### DOCUMENT SEGMENT
((

Re: [PATCH next] io_uring: fix task hung in io_uring_setup

From: Stefano Garzarella
Date: Mon Sep 07 2020 - 04:43:39 EST


On Thu, Sep 03, 2020 at 09:21:19PM +0800, Hillf Danton wrote:
>
> The smart syzbot found the following issue:
>
> INFO: task syz-executor047:6853 blocked for more than 143 seconds.
> Not tainted 5.9.0-rc3-next-20200902-syzkaller #0
> "echo 0 > /proc/sys/kernel/hung_task_timeout_secs" disables this message.
> task:syz-executor047 state:D stack:28104 pid: 6853 ppid: 6847 flags:0x00004000
> Call Trace:
> context_switch kernel/sched/core.c:3777 [inline]
> __schedule+0xea9/0x2230 kernel/sched/core.c:4526
> schedule+0xd0/0x2a0 kernel/sched/core.c:4601
> schedule_timeout+0x1d8/0x250 kernel/time/timer.c:1855
> do_wait_for_common kernel/sched/completion.c:85 [inline]
> __wait_for_common kernel/sched/completion.c:106 [inline]
> wait_for_common kernel/sched/completion.c:117 [inline]
> wait_for_completion+0x163/0x260 kernel/sched/completion.c:138
> io_sq_thread_stop fs/io_uring.c:6906 [inline]
> io_finish_async fs/io_uring.c:6920 [inline]
> io_sq_offload_create fs/io_uring.c:7595 [inline]
> io_uring_create fs/io_uring.c:8671 [inline]
> io_uring_setup+0x1495/0x29a0 fs/io_uring.c:8744
> do_syscall_64+0x2d/0x70 arch/x86/entry/common.c:46
> entry_SYSCALL_64_after_hwframe+0x44/0xa9
>
> because the sqo_thread kthread is created in io_sq_offload_create() without
> being waked up. Then in the error branch of that function we will wait for
> the sqo kthread that never runs. It's fixed by waking it up before waiting.

))

### TASKS AND EXERCISES
1. Which functions from fs/io_uring.c appear in the call trace of the io_uring hung task report? List them in the order they appear.
2. Summarize the io_uring hung task report in two sentences.
3. Write the next part of the io_uring hung task message, beginning after its final quoted line.
The records were drawn from a separate source unrelated to the io_uring message.

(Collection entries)
((

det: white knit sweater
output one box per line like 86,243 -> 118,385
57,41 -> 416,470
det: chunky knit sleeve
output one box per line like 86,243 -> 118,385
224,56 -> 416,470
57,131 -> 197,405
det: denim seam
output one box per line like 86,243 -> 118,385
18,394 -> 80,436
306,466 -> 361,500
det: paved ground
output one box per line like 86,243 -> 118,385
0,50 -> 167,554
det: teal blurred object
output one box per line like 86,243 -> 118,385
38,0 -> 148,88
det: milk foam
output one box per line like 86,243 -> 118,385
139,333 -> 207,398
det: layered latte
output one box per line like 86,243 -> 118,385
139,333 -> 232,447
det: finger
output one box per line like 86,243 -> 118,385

))

### OUTPUTS IN ORDER
1. io_sq_thread_stop, io_finish_async, io_sq_offload_create, io_uring_create, io_uring_setup

2. In a reply from Stefano Garzarella, Hillf Danton's quoted message reports that syzbot found task syz-executor047 blocked for more than 143 seconds, with a call trace running from io_uring_setup to wait_for_completion through io_sq_thread_stop. The cause is that the sqo_thread kthread is created in io_sq_offload_create() without being woken up, so the function's error branch waits for a kthread that never runs, and the fix wakes it up before waiting.

3.
>
> Reported-by: syzbot+107dd59d1efcaf3ffca4@xxxxxxxxxxxxxxxxxxxxxxxxx
> Fixes: dfe127799f8e ("io_uring: allow disabling rings during the creation")
> Cc: Stefano Garzarella <sgarzare@xxxxxxxxxx>
> Cc: Kees Cook <keescook@xxxxxxxxxxxx>
> Signed-off-by: Hillf Danton <hdanton@xxxxxxxx>
> ---
>
> --- a/fs/io_uring.c
> +++ b/fs/io_uring.c
> @@ -6903,6 +6903,13 @@ static int io_sqe_files_unregister(struc
> static void io_sq_thread_stop(struct io_ring_ctx *ctx)
> {
> if (ctx->sqo_thread) {
> + /*
> + * We may arrive here from the error branch in
> + * io_sq_offload_create() where the kthread is created without
> + * being waked up, thus wake it up now to make sure the wait will
> + * complete.
> + */
> + wake_up_process(ctx->sqo_thread);
> wait_for_completion(&ctx->sq_thread_comp);
> /*
> * The park is a bit of a work-around, without it we get
> --
>

Thanks for fixing this issue!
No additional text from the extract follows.